Data supplied:
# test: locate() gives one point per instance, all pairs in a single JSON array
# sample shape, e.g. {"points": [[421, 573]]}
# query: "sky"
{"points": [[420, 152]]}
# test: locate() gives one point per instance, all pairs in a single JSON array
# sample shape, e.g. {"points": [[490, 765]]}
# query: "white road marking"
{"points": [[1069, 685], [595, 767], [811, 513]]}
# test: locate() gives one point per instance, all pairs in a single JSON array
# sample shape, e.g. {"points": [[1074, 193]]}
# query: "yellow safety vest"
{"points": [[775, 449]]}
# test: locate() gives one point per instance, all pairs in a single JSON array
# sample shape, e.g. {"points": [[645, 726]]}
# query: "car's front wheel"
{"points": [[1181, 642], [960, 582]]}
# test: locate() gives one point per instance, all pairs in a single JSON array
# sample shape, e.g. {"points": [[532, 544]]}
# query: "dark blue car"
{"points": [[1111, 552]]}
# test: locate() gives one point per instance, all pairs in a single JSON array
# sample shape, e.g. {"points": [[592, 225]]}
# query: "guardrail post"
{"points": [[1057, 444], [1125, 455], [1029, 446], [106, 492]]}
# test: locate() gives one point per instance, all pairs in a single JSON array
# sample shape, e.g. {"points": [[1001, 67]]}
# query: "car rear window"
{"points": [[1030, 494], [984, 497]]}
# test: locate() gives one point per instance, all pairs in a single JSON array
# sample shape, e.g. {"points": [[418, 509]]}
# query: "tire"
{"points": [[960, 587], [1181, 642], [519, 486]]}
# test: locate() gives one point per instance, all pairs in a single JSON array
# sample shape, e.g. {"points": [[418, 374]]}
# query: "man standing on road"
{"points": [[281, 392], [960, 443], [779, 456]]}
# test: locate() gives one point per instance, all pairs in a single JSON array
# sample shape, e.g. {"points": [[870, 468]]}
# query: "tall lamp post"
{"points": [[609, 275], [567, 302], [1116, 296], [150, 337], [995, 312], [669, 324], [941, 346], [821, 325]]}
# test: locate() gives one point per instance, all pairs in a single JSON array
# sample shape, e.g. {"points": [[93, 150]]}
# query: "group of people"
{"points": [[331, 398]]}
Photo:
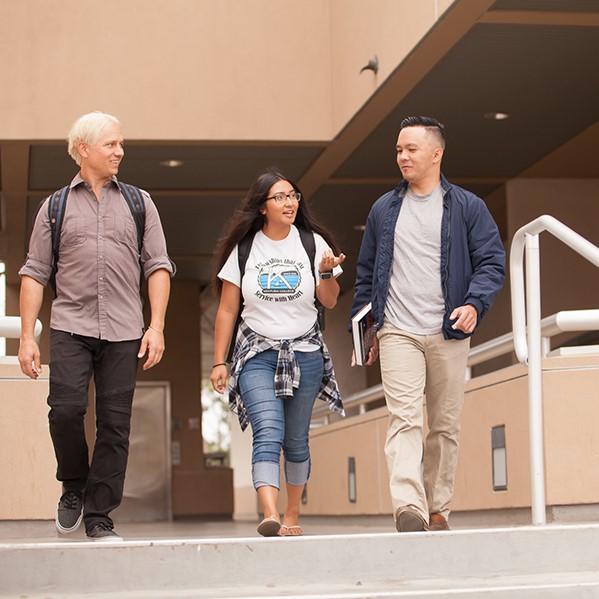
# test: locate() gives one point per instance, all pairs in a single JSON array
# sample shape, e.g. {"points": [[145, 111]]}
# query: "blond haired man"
{"points": [[96, 324]]}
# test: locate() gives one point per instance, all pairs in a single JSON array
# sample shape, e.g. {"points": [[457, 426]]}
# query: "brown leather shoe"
{"points": [[408, 519], [438, 522]]}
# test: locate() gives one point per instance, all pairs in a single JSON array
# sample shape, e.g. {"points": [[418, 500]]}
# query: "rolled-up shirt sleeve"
{"points": [[154, 255], [39, 262]]}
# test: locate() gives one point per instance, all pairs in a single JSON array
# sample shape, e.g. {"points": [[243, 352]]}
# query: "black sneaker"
{"points": [[69, 512], [100, 531]]}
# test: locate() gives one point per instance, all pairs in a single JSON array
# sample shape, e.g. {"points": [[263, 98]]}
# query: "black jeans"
{"points": [[73, 360]]}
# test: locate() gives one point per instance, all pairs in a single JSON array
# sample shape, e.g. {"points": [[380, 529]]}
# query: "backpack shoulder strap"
{"points": [[309, 243], [137, 206], [56, 208], [307, 238], [243, 253]]}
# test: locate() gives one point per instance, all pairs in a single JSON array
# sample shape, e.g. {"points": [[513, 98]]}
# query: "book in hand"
{"points": [[363, 333]]}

Your objective: The answer is the whole listing above, written out verbatim, without its pictures.

Exercise response:
# test: locate() gives one point per instance, all pairs in a single JSON array
# sample shape, e.g. {"points": [[421, 573]]}
# query: "sky"
{"points": [[420, 152]]}
# test: locate() gives one point per instance, all pairs in a single JSON array
# sample shape, e.g. {"points": [[490, 765]]}
# query: "white road marking"
{"points": [[1069, 685], [595, 767], [811, 513]]}
# test: locate() gives one point per instance, all pairs in a single JSON array
# sample shape, e.g. {"points": [[1074, 193]]}
# query: "yellow safety vest"
{"points": [[775, 449]]}
# test: locate() gives one point per instance, all pairs in a single JSON array
# sample shape, e.g. {"points": [[645, 726]]}
# query: "car's front wheel"
{"points": [[1181, 642], [960, 582]]}
# test: locate() gives one point per instance, all pairs in a single JSON array
# sample shape, e.g. {"points": [[532, 544]]}
# query: "dark blue car"
{"points": [[1111, 552]]}
# test: locate() gives one point per instance, all pairs in a single JSON array
# sample shape, e.g. {"points": [[592, 225]]}
# query: "guardrail post"
{"points": [[1057, 444], [1125, 455], [1029, 446], [106, 492]]}
# test: locate() gives one point per instance, all pairs in a single JSON array
# sample shape, e.g. {"points": [[1001, 67]]}
# query: "car rear window"
{"points": [[1030, 494], [984, 497]]}
# test: locate() gives one point per instance, all pairs in a single JSON array
# sample shape, e.g. {"points": [[418, 509]]}
# query: "tire"
{"points": [[960, 587], [1181, 642], [519, 486]]}
# test: locate() gives one point per instance, all pairs in a single JSON array
# sample shape, e.g. {"points": [[418, 374]]}
# query: "man standing on road"
{"points": [[281, 392], [960, 443], [779, 456]]}
# test: locate() gives one point per instance, all pairs in a single JSON array
# sample shape, e.g. {"points": [[870, 468]]}
# query: "tall lamp post"
{"points": [[609, 275], [567, 302], [1116, 296], [150, 337], [995, 312], [669, 324], [941, 346], [821, 325]]}
# test: locate() gives one point per instance, all pairs in a single JSON array
# sample shape, e.g. {"points": [[93, 150]]}
# query: "group of people"
{"points": [[331, 398]]}
Photo:
# test: locate() gives one point per instance, all pairs in a single JSON array
# sample shape, e.g. {"points": [[145, 111]]}
# query: "blond haired man"
{"points": [[96, 324]]}
# test: locate() gives one point per instance, all pairs in a single JSON array
# sample shape, e.g. {"points": [[457, 426]]}
# query: "brown leather shoe"
{"points": [[408, 519], [438, 522]]}
# test: locate() gives one point per instance, all pairs in a single JSON array
# sample shape, e.g. {"points": [[418, 500]]}
# query: "rolled-up shirt sleeve"
{"points": [[154, 255], [39, 262]]}
# test: locate() gives one point per instance, all pairs in a single JSON array
# sample shape, e.g. {"points": [[243, 352]]}
# query: "black sneaker"
{"points": [[69, 512], [100, 531]]}
# test: locate() gives one point per instance, all pairs in a single JSON array
# sample shape, e.g. {"points": [[263, 98]]}
# query: "black jeans"
{"points": [[73, 360]]}
# test: locate() gives one point per instance, all pairs in a single JSON array
# sample shape, e.g. {"points": [[380, 529]]}
# query: "backpack shoulder strap"
{"points": [[309, 243], [137, 206], [56, 208], [307, 238], [243, 253]]}
# test: locate() gives one point per instance, all pairs in a single JSON array
# sample shape, e.g. {"points": [[513, 98]]}
# query: "book in hand"
{"points": [[363, 333]]}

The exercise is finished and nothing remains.